* **Set task**: Return the listing word for word, as given.

Data records:
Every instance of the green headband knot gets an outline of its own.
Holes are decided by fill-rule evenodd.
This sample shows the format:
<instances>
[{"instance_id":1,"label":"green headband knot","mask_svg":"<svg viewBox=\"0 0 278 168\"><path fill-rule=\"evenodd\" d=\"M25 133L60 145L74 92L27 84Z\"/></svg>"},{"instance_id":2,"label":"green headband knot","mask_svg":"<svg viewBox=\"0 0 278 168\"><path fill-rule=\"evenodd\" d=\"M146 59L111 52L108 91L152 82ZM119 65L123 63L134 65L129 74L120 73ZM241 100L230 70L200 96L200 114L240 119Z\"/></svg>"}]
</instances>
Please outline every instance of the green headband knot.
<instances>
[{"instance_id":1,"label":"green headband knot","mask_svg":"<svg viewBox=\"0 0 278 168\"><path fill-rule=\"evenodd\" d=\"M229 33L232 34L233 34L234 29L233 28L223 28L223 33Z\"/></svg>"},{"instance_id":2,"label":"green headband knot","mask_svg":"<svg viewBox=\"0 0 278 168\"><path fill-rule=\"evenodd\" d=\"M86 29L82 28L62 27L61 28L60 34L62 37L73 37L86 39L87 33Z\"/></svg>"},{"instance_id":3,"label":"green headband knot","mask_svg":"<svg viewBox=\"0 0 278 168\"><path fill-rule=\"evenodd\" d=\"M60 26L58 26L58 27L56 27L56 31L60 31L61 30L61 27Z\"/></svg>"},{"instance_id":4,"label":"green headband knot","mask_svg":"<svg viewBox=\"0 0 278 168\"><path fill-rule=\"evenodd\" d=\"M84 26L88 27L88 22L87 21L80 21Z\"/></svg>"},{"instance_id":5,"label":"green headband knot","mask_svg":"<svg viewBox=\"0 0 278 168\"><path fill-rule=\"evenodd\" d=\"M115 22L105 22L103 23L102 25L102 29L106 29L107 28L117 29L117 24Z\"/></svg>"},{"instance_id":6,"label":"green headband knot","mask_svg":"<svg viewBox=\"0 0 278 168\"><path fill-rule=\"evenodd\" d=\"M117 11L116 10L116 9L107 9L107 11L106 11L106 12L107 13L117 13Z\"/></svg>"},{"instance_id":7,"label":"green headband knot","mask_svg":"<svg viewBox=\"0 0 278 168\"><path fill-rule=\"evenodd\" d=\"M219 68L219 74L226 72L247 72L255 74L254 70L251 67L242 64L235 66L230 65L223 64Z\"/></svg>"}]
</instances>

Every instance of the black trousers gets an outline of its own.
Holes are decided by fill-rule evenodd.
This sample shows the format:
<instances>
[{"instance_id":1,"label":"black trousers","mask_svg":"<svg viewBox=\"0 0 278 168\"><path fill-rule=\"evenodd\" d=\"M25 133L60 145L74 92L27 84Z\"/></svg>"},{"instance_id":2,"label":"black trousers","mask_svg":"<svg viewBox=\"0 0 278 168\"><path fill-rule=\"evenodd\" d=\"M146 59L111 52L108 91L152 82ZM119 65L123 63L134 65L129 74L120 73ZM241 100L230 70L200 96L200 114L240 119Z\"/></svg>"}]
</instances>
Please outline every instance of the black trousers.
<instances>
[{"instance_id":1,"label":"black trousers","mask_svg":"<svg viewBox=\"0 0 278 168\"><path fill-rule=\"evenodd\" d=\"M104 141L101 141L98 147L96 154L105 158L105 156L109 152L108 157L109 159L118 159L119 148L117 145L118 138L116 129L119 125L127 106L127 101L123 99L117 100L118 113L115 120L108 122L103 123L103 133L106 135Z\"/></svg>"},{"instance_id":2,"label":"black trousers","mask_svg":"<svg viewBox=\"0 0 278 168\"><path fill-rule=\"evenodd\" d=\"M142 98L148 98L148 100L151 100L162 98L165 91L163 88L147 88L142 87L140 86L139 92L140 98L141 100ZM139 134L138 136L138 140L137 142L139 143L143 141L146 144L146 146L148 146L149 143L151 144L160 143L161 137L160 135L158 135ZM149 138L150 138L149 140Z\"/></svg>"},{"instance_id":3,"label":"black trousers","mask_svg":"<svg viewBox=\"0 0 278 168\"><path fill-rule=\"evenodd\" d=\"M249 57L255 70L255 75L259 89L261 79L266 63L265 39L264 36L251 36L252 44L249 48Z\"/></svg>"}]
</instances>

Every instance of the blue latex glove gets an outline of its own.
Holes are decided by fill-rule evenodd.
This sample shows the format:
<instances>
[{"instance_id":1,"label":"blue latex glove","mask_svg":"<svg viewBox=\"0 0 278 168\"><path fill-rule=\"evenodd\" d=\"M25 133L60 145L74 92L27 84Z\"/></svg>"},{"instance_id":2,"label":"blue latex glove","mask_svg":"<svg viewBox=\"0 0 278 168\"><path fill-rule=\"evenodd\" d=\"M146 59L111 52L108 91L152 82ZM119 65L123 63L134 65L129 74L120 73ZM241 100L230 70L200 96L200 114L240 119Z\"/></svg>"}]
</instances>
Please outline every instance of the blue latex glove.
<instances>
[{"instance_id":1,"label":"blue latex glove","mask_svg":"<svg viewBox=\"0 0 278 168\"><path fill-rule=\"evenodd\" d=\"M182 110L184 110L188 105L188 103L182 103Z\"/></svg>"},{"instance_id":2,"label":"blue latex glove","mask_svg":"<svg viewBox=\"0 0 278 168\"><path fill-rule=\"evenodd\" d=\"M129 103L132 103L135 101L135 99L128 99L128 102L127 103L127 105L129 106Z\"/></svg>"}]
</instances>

* **Written response**:
Every instance of the green headband knot gets an outline of its own.
Holes are decided by fill-rule evenodd.
This sample shows the format:
<instances>
[{"instance_id":1,"label":"green headband knot","mask_svg":"<svg viewBox=\"0 0 278 168\"><path fill-rule=\"evenodd\" d=\"M25 133L60 145L74 92L27 84Z\"/></svg>"},{"instance_id":2,"label":"green headband knot","mask_svg":"<svg viewBox=\"0 0 278 168\"><path fill-rule=\"evenodd\" d=\"M146 59L111 52L108 91L152 82ZM119 65L123 63L134 65L129 74L120 73ZM241 100L230 70L200 96L200 114L240 119Z\"/></svg>"}]
</instances>
Please outline every instance of the green headband knot.
<instances>
[{"instance_id":1,"label":"green headband knot","mask_svg":"<svg viewBox=\"0 0 278 168\"><path fill-rule=\"evenodd\" d=\"M229 33L232 34L233 34L234 29L233 28L223 28L223 33Z\"/></svg>"},{"instance_id":2,"label":"green headband knot","mask_svg":"<svg viewBox=\"0 0 278 168\"><path fill-rule=\"evenodd\" d=\"M86 29L82 28L62 27L61 28L60 34L62 37L73 37L86 39L87 33Z\"/></svg>"},{"instance_id":3,"label":"green headband knot","mask_svg":"<svg viewBox=\"0 0 278 168\"><path fill-rule=\"evenodd\" d=\"M60 26L58 26L58 27L56 27L56 31L60 31L61 30L61 27Z\"/></svg>"},{"instance_id":4,"label":"green headband knot","mask_svg":"<svg viewBox=\"0 0 278 168\"><path fill-rule=\"evenodd\" d=\"M84 26L88 27L88 22L87 21L80 21Z\"/></svg>"},{"instance_id":5,"label":"green headband knot","mask_svg":"<svg viewBox=\"0 0 278 168\"><path fill-rule=\"evenodd\" d=\"M115 22L105 22L103 23L102 25L102 29L106 29L107 28L117 29L117 24Z\"/></svg>"},{"instance_id":6,"label":"green headband knot","mask_svg":"<svg viewBox=\"0 0 278 168\"><path fill-rule=\"evenodd\" d=\"M117 11L116 10L116 9L107 9L107 11L106 11L106 12L107 13L117 13Z\"/></svg>"},{"instance_id":7,"label":"green headband knot","mask_svg":"<svg viewBox=\"0 0 278 168\"><path fill-rule=\"evenodd\" d=\"M219 68L219 74L226 72L247 72L255 74L254 70L251 67L242 64L235 66L230 65L223 64Z\"/></svg>"}]
</instances>

Every instance of the black trousers gets an outline of its own.
Holes are decided by fill-rule evenodd.
This sample shows the format:
<instances>
[{"instance_id":1,"label":"black trousers","mask_svg":"<svg viewBox=\"0 0 278 168\"><path fill-rule=\"evenodd\" d=\"M25 133L60 145L74 92L27 84Z\"/></svg>"},{"instance_id":2,"label":"black trousers","mask_svg":"<svg viewBox=\"0 0 278 168\"><path fill-rule=\"evenodd\" d=\"M146 59L111 52L108 91L152 82ZM119 65L123 63L134 65L129 74L120 73ZM241 100L230 70L200 96L200 114L240 119Z\"/></svg>"}]
</instances>
Please outline every instance of the black trousers.
<instances>
[{"instance_id":1,"label":"black trousers","mask_svg":"<svg viewBox=\"0 0 278 168\"><path fill-rule=\"evenodd\" d=\"M104 141L101 141L98 147L96 154L105 158L105 156L109 152L108 157L109 159L118 159L119 148L117 145L118 138L116 129L119 125L127 106L127 101L123 99L117 100L118 113L115 120L108 122L103 123L103 133L106 135Z\"/></svg>"},{"instance_id":2,"label":"black trousers","mask_svg":"<svg viewBox=\"0 0 278 168\"><path fill-rule=\"evenodd\" d=\"M142 98L148 98L148 100L151 100L162 98L165 91L163 88L147 88L142 87L140 86L139 92L140 98L141 100ZM139 134L138 136L138 140L137 142L139 143L143 141L146 144L146 146L148 146L149 143L151 144L160 143L161 137L160 135L158 135ZM149 138L150 138L149 140Z\"/></svg>"},{"instance_id":3,"label":"black trousers","mask_svg":"<svg viewBox=\"0 0 278 168\"><path fill-rule=\"evenodd\" d=\"M249 57L255 70L255 75L259 89L261 79L266 63L265 39L264 36L251 36L252 44L249 48Z\"/></svg>"}]
</instances>

Every instance of the blue latex glove gets an outline of its own.
Holes are decided by fill-rule evenodd.
This sample shows the format:
<instances>
[{"instance_id":1,"label":"blue latex glove","mask_svg":"<svg viewBox=\"0 0 278 168\"><path fill-rule=\"evenodd\" d=\"M25 133L60 145L74 92L27 84Z\"/></svg>"},{"instance_id":2,"label":"blue latex glove","mask_svg":"<svg viewBox=\"0 0 278 168\"><path fill-rule=\"evenodd\" d=\"M146 59L111 52L108 91L152 82ZM119 65L123 63L134 65L129 74L120 73ZM241 100L230 70L200 96L200 114L240 119Z\"/></svg>"}]
</instances>
Please outline every instance of the blue latex glove.
<instances>
[{"instance_id":1,"label":"blue latex glove","mask_svg":"<svg viewBox=\"0 0 278 168\"><path fill-rule=\"evenodd\" d=\"M182 110L184 110L188 105L188 103L182 103Z\"/></svg>"},{"instance_id":2,"label":"blue latex glove","mask_svg":"<svg viewBox=\"0 0 278 168\"><path fill-rule=\"evenodd\" d=\"M129 103L132 103L135 101L135 99L128 99L128 102L127 103L127 105L129 106Z\"/></svg>"}]
</instances>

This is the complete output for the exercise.